(89 min) Released 1937-11-26
Director: Charles Reisner (as Charles F. Reisner)
Stars: Phil Regan, Leo Carrillo, Ann Dvorak, James Gleason
Genres: Comedy | Music
http://www.imdb.com/title/tt0029209/
Watched on Amazon Prime.
7 minutes in, and we get a great quote. Leo Carrillo plays a gangster (with a Spanish/Italian accent, eventually we meet his Italian mamma), and James Gleason is his Runyonesque American gangland lieutenant (Brooklyn/Bronx, skinny, frail, late middle aged, but lively and twinkle-in-the-eye, straw hat, bow-tie demeanor). They've just foreclosed on a recording studio, taking over the business.
Cropped screen shot from video |
Tony Gordoni (Boss): Yes, but I don't want them in my lap. I never mix business with pleasure.
Danny The Duck: Don't take me illiterately!
Frequently Tony Gordoni says "I am a man of very few words, and when I talk I say a lot." When we meet his mamma, she says her version, clearly the source of his.
Unfortunately, James Gleason quickly fades into the background, as usual.
This film is the least certain listing in Appendix B of Tap! by Rusty Frank, with the note "Possibly Cook and Brown." No one in the IMDb credits is named Cook or Brown, but it wouldn't be the first time a thorough cast list omitted dancers. (This one lists a ventriloquist's dummy: Elmer was played by Elmer.) I ran the movie a second time, trying to listen for taps, and got nothing, not even during Cab Calloway's Mama, I Wanna Make Rhythm. Some lively couples jitterbugging, but no taps; I wouldn't be surprised if CC's jitterbug partner was Jeni LeGon, but I wouldn't swear to it.

Collected data entries:
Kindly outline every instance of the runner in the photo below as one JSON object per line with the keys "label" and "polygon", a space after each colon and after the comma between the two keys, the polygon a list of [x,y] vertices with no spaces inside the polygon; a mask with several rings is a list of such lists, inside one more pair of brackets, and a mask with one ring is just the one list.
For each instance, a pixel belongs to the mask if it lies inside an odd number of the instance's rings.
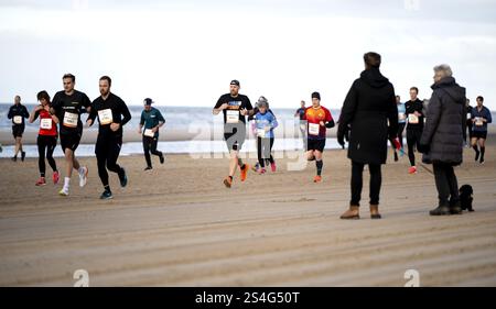
{"label": "runner", "polygon": [[[484,164],[486,152],[487,123],[493,122],[489,109],[484,106],[484,98],[477,97],[477,106],[472,109],[472,147],[475,151],[475,161]],[[477,145],[478,142],[478,145]]]}
{"label": "runner", "polygon": [[[472,122],[472,106],[471,106],[471,100],[466,99],[466,103],[465,103],[465,108],[466,108],[466,131],[468,134],[464,134],[465,135],[465,146],[467,148],[470,148],[471,146],[471,142],[472,142],[472,125],[474,125],[474,123]],[[468,142],[467,140],[468,139]]]}
{"label": "runner", "polygon": [[86,186],[88,177],[88,168],[79,165],[75,152],[83,135],[80,114],[85,111],[90,111],[91,102],[88,96],[74,89],[76,85],[76,77],[74,75],[66,74],[62,77],[62,80],[64,82],[64,90],[55,93],[50,112],[55,114],[61,122],[61,146],[65,155],[65,162],[67,163],[67,175],[64,178],[64,187],[58,195],[68,196],[73,168],[79,174],[80,187]]}
{"label": "runner", "polygon": [[[401,148],[403,147],[403,131],[407,125],[407,109],[405,104],[401,103],[400,96],[396,96],[396,106],[398,108],[398,140],[400,142]],[[395,161],[398,161],[398,151],[395,143],[391,142],[392,150],[395,151]]]}
{"label": "runner", "polygon": [[117,164],[120,148],[122,146],[122,126],[131,120],[131,113],[121,98],[110,92],[112,80],[108,76],[100,77],[100,97],[91,103],[91,111],[86,124],[91,126],[98,115],[98,137],[95,145],[95,154],[98,164],[98,176],[104,192],[100,199],[111,199],[112,191],[108,183],[108,173],[116,173],[119,176],[120,186],[123,188],[128,184],[126,170]]}
{"label": "runner", "polygon": [[306,150],[306,122],[304,120],[305,118],[305,101],[301,100],[301,106],[300,108],[296,110],[296,112],[294,113],[294,117],[299,117],[300,118],[300,133],[301,133],[301,139],[303,140],[303,148]]}
{"label": "runner", "polygon": [[50,96],[45,90],[37,92],[36,96],[40,106],[35,107],[30,114],[30,123],[33,123],[40,117],[40,131],[37,133],[37,167],[40,169],[40,179],[36,186],[46,185],[45,180],[45,153],[46,161],[52,167],[53,184],[58,184],[58,170],[55,159],[53,158],[53,151],[57,145],[57,123],[58,119],[50,113]]}
{"label": "runner", "polygon": [[308,122],[306,158],[315,161],[316,176],[314,183],[322,181],[322,153],[325,147],[326,128],[334,126],[331,112],[321,106],[321,95],[312,93],[312,106],[305,109],[304,120]]}
{"label": "runner", "polygon": [[423,102],[418,98],[419,88],[410,88],[410,101],[405,103],[407,112],[407,144],[408,158],[410,159],[409,174],[417,174],[416,148],[420,144],[420,137],[423,131]]}
{"label": "runner", "polygon": [[12,157],[13,162],[18,161],[18,154],[21,152],[21,161],[25,158],[25,152],[22,150],[22,134],[24,133],[24,118],[29,118],[28,109],[21,104],[21,97],[15,96],[14,104],[10,107],[8,119],[12,119],[12,135],[15,140],[15,152]]}
{"label": "runner", "polygon": [[269,102],[265,97],[260,97],[257,102],[258,111],[254,115],[257,130],[257,154],[259,174],[266,173],[266,159],[270,163],[270,168],[276,172],[276,162],[272,156],[273,129],[278,126],[278,121],[272,111],[269,110]]}
{"label": "runner", "polygon": [[213,114],[224,113],[224,140],[229,151],[229,175],[224,179],[227,188],[233,186],[233,176],[239,166],[241,181],[246,180],[249,165],[239,158],[246,139],[246,115],[254,114],[254,108],[247,96],[239,93],[238,80],[230,81],[229,93],[223,95],[213,109]]}
{"label": "runner", "polygon": [[165,124],[165,119],[162,117],[160,110],[152,108],[152,99],[147,98],[143,102],[144,109],[141,112],[138,133],[143,135],[143,152],[144,159],[147,161],[147,167],[144,168],[144,170],[149,170],[152,169],[150,153],[152,155],[159,156],[160,164],[163,164],[165,161],[163,153],[157,151],[157,145],[159,143],[159,129]]}

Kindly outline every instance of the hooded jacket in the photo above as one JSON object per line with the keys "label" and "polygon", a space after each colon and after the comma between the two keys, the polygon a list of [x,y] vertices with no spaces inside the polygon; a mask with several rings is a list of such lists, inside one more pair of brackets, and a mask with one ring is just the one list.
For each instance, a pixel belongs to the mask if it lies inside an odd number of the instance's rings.
{"label": "hooded jacket", "polygon": [[421,145],[429,150],[424,163],[463,162],[463,132],[466,130],[465,88],[453,77],[445,77],[432,85],[432,97],[427,111]]}
{"label": "hooded jacket", "polygon": [[344,136],[348,124],[348,158],[385,164],[388,137],[395,139],[398,132],[398,107],[395,88],[378,68],[364,70],[353,82],[341,111],[338,137]]}

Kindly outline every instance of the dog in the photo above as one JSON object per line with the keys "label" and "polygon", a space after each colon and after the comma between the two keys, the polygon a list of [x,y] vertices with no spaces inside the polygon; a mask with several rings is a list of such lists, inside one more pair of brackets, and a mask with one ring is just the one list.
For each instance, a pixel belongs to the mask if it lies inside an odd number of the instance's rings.
{"label": "dog", "polygon": [[462,203],[462,210],[474,211],[472,208],[472,201],[474,200],[474,190],[471,185],[463,185],[460,187],[460,201]]}

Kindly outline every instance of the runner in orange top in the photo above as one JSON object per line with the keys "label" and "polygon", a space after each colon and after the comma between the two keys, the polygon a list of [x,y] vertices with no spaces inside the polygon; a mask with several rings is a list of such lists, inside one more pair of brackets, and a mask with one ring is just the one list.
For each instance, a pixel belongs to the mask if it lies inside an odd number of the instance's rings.
{"label": "runner in orange top", "polygon": [[316,176],[314,183],[322,181],[322,153],[325,147],[325,135],[327,128],[334,126],[334,120],[331,112],[321,106],[321,95],[312,93],[312,106],[305,109],[303,119],[306,120],[306,158],[315,161]]}

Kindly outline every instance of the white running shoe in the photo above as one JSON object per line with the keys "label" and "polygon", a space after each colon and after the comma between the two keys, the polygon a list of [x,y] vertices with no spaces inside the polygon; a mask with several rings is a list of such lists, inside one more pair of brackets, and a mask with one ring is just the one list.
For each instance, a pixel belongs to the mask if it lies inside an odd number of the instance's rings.
{"label": "white running shoe", "polygon": [[79,169],[79,187],[86,186],[87,181],[88,181],[88,168],[86,166],[83,166]]}

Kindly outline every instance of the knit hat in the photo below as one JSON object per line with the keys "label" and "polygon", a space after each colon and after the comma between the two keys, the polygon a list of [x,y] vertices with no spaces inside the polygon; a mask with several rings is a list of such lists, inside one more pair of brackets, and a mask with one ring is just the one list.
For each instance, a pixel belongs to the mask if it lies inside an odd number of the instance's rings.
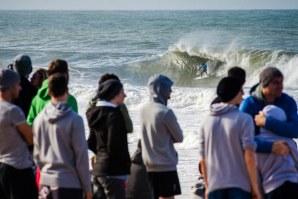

Work instruction 1:
Decide whether each statement below agrees with the review of the 1937 film. Answer yes or no for each, and quote the words from the review that settle it.
(a) The film runs 89 minutes.
(b) Someone named Cook or Brown appears in the IMDb credits.
(c) On the second viewing, the writer heard taps.
Work instruction 2: Carry on the review of the 1937 film from its final sentence.

Answer area 1:
(a) Yes: "(89 min)"
(b) No: "No one in the IMDb credits is named Cook or Brown"
(c) No: "I ran the movie a second time, trying to listen for taps, and got nothing"

Answer area 2:
The best reason to watch this for me is that Kay Thompson and Her Ensemble sing 2 numbers: one starts around 20 minutes (video here; Amazon movie is better video quality), the other 43 minutes later. The credits list Hugh Martin and Ralph Blaine as 2 of her backup singers. These 2 are (future?) songwriters (sometimes together) and Kay, with Roger Edens, were the Freed unit's vocal arrangers, making many an MGM singer much better and more interesting than without them. (Edens especially worked with Judy Garland.)
I adore Kay Thompson's performance in Funny Face ('57); I think she steals the show from Fred Astaire and Audrey Hepburn. Unfortunately that was her only substantial acting credit. This film is her first of 4, the second looks like a bit part, and the last is in an early Liza Minnelli drama. If you think I'm enthusiastic about her, here's how her mini-bio on IMDb begins:
"Sleek, effervescent, gregarious and indefatigable only begins to describe the indescribable Kay Thompson -- a one-of-a-kind author, pianist, actress, comedienne, singer, composer, coach, dancer, choreographer, clothing designer, and arguably one of entertainment's most unique and charismatic personalities of the 20th century."The author of that bio wrote many bios on the site, seldom so effusive. (I guess 'coach' covers Vocal Arranger, for which she has the most credits. She was the author of the children's series of Eloise books about a 6 year old who lives at, and impacts the Plaza Hotel in NYC.) Kay actually appears as herself here, and has no lines beyond the songs she sings.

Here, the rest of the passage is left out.